## WHAT IS REQUIRED:
Please write out the rows again, requests included, from the line containing "Check that each instance of the eyelash" through the end of the rows. Raise both numbers of every coordinate pair in the answers by 145.

--- BEGIN AVAILABLE DATA ---

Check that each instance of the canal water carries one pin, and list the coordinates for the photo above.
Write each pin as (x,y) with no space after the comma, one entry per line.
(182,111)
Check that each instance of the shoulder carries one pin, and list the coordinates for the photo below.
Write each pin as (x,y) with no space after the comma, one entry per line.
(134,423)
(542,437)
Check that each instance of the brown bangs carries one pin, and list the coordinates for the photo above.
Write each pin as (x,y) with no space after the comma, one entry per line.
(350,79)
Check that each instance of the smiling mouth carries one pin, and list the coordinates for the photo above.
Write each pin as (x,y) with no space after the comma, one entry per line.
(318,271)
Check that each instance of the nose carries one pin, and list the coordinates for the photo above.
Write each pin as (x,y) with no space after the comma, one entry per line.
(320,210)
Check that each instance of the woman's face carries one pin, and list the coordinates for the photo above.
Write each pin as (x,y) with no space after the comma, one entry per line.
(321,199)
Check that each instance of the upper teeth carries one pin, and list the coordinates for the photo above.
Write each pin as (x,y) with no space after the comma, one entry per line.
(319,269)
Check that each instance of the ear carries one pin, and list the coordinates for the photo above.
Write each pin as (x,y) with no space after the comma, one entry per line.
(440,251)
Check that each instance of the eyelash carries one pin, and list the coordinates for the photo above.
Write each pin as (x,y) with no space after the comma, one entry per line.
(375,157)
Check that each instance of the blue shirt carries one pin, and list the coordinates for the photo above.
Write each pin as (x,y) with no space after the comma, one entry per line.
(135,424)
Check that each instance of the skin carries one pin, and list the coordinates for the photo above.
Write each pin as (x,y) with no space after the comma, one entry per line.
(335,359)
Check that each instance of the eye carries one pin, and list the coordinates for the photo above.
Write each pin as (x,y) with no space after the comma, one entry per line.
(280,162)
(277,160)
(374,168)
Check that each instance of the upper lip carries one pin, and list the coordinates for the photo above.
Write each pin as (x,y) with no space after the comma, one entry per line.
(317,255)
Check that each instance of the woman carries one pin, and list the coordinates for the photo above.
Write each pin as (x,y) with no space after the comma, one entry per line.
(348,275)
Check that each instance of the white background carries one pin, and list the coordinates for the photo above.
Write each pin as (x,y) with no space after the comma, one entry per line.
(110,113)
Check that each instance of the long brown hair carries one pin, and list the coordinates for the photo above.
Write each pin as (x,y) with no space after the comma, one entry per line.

--- END AVAILABLE DATA ---

## FINAL RESULT:
Check that each instance of the eyelash carries one pin, and list the coordinates for the photo above.
Write each pin as (x,y) with no space after the comma, one entry per line.
(520,302)
Check that each instance of the blue shirt carries one pin, and list the coordinates for the photo above.
Write each pin as (x,y) with no space after the comma, one entry per line.
(280,569)
Check that each instance of the skin carries one pin, and list the coordinates for the photo above.
Write each pin as (x,y) with no space after the comma, one entry per line.
(480,504)
Check that each instance of the eye carries one pin, and list the coordinates for the photo above.
Write each pin as (x,y) with no space after the comma, one entry per line.
(425,307)
(422,305)
(519,313)
Check that each instance of the upper lip carries one pin, and list the coordinates for the photo above.
Write each pin as (x,y) with no space after the comma, one entry per line.
(462,400)
Check that each instance of the woman carries one pin, and list the coordinates for the photo above.
Write each pin as (x,y) with no space after the comma, one entry per line.
(493,420)
Check that each instance of the white background carries one pin, and list the coordinates for the photo above.
Write each pin as (x,y) with no space after the comma, one entry per line.
(255,258)
Check that each instance of the long brown hair carries one pin, and list the coordinates for the photo above.
Write each pin as (x,y) with no space after the comma, one entry per line.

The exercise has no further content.